╔══

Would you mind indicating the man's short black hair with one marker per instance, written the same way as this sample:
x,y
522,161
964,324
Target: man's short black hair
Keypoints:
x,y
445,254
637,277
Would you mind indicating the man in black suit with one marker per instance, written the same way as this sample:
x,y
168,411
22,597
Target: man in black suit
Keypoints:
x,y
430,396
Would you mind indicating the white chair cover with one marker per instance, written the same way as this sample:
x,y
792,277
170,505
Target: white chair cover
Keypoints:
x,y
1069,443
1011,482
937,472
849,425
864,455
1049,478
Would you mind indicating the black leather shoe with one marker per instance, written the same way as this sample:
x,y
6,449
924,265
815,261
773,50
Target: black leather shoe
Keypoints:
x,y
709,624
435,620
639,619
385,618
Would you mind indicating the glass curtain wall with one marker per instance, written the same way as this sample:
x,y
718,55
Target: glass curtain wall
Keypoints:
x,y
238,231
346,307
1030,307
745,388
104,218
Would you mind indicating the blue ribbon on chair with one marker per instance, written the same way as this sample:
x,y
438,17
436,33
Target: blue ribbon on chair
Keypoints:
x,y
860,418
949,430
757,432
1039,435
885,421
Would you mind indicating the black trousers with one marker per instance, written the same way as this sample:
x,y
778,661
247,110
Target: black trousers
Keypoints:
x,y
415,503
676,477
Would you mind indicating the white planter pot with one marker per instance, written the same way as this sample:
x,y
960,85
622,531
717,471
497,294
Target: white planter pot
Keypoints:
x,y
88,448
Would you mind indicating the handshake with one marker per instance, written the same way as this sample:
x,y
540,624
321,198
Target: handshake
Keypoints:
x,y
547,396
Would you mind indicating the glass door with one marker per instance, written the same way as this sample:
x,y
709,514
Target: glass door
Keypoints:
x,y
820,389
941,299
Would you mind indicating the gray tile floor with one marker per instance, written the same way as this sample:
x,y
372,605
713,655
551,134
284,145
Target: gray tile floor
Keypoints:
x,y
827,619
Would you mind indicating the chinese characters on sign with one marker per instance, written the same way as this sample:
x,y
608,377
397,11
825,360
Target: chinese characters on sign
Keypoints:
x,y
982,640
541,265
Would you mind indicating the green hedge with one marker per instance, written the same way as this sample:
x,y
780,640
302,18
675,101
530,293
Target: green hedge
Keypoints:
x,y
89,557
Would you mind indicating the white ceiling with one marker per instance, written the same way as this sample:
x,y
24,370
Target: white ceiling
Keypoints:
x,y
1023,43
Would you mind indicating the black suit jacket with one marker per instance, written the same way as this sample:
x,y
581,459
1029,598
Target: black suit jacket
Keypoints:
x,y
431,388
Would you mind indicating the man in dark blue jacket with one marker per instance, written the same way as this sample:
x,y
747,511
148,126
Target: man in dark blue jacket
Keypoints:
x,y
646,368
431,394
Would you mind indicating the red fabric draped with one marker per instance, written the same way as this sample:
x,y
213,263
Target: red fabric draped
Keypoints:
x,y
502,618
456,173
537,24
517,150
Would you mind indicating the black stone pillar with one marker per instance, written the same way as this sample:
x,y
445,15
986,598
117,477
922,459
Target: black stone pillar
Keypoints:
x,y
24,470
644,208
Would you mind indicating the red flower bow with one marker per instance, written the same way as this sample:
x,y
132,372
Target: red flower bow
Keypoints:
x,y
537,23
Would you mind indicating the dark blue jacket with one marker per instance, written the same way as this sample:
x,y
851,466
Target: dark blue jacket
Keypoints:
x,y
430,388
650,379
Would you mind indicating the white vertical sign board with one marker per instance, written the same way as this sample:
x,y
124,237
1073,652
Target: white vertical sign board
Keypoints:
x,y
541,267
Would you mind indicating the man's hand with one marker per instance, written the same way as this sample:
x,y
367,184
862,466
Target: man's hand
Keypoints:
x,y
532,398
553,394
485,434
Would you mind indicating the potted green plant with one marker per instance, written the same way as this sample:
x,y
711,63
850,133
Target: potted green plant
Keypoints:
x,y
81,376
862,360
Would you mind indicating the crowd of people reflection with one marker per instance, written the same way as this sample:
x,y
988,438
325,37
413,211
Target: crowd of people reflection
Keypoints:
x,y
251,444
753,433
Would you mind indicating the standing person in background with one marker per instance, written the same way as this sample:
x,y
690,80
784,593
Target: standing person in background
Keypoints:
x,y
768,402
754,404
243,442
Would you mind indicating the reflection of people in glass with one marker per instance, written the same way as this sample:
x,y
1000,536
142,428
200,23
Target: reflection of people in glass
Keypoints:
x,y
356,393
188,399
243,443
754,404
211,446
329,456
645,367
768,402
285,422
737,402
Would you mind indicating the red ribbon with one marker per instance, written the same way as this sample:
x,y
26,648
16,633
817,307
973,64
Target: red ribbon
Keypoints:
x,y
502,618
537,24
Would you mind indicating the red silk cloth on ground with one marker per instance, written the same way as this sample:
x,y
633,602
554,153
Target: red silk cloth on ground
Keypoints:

╚══
╔══

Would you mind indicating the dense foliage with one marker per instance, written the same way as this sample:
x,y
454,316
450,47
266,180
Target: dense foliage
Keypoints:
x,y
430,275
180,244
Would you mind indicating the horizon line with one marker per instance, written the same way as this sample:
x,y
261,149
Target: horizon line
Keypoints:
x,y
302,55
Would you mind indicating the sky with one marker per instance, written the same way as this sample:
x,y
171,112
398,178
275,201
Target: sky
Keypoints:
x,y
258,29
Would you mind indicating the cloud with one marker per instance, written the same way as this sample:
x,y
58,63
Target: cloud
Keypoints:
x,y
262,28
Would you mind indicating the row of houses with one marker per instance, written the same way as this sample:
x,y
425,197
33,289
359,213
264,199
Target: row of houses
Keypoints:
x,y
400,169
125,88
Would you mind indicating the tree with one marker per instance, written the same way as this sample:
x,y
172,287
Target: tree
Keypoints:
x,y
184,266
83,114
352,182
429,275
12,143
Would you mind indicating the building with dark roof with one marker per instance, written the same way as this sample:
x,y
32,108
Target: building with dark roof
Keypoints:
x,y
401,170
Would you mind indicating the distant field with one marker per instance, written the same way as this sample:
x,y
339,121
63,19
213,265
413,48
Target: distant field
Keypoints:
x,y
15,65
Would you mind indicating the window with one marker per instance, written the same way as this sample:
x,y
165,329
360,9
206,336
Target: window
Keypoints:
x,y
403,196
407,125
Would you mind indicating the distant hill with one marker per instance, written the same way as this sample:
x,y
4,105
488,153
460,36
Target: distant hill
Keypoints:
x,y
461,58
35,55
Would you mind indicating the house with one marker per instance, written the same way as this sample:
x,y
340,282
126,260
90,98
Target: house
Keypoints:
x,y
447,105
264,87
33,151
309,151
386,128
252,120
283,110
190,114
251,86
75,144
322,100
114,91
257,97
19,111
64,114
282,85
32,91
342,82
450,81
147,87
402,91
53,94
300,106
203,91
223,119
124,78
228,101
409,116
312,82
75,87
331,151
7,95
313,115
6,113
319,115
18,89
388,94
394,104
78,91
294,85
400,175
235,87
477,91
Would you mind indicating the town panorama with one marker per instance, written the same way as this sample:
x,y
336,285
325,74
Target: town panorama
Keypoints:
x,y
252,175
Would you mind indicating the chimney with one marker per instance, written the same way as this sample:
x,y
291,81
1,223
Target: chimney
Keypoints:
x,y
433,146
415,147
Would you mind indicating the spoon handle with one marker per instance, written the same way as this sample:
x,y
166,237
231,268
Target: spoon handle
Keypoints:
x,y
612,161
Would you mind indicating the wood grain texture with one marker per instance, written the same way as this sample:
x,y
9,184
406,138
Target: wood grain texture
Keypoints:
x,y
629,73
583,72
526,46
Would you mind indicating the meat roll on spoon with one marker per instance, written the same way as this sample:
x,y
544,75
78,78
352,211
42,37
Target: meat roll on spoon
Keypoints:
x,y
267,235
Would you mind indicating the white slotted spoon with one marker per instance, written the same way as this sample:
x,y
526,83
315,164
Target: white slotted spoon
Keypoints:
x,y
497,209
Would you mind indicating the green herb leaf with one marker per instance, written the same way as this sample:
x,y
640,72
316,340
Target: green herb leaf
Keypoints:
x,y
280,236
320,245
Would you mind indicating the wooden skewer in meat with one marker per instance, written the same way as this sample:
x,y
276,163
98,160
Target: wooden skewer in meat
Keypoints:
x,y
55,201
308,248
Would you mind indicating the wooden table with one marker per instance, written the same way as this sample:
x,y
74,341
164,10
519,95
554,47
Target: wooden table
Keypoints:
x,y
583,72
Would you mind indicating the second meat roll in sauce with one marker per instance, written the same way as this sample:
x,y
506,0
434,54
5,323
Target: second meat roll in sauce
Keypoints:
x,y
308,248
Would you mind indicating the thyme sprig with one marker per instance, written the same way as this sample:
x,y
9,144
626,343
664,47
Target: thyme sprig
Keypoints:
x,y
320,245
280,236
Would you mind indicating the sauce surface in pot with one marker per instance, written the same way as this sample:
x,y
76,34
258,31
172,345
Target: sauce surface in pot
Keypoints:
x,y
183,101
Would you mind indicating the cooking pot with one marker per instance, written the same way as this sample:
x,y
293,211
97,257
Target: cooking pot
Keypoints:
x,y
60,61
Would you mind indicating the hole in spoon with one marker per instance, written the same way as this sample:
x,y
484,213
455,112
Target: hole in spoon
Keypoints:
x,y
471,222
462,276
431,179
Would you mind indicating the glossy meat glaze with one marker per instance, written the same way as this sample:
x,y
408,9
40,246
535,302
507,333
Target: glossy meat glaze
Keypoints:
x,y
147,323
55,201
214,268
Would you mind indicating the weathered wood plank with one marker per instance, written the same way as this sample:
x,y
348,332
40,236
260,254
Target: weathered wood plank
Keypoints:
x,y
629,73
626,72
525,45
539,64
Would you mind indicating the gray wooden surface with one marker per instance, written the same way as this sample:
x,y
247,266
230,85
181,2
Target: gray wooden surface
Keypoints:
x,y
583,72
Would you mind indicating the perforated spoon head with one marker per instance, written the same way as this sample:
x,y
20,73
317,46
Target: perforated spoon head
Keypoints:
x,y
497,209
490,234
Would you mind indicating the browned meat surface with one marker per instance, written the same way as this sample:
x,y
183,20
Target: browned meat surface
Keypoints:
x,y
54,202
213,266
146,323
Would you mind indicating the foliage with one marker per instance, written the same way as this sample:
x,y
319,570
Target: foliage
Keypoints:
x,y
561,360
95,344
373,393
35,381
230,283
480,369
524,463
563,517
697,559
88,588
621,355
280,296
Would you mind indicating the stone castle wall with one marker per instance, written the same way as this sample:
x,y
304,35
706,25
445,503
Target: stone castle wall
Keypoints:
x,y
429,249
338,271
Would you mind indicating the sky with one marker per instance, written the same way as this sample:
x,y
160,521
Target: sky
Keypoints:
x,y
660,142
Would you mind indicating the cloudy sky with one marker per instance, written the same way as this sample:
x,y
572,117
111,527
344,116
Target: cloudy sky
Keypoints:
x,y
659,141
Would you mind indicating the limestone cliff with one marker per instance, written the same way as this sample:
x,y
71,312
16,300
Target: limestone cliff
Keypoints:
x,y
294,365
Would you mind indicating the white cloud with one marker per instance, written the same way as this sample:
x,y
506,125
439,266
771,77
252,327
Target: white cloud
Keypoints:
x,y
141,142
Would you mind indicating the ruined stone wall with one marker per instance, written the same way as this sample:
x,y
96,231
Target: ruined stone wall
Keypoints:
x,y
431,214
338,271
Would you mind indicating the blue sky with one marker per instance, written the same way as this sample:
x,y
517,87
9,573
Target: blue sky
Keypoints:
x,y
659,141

╚══

Each line above that has the word "sprig" must be copied.

Would you mind indicating the thyme sprig with one marker per instance, written the same way as this sample:
Target: thyme sprig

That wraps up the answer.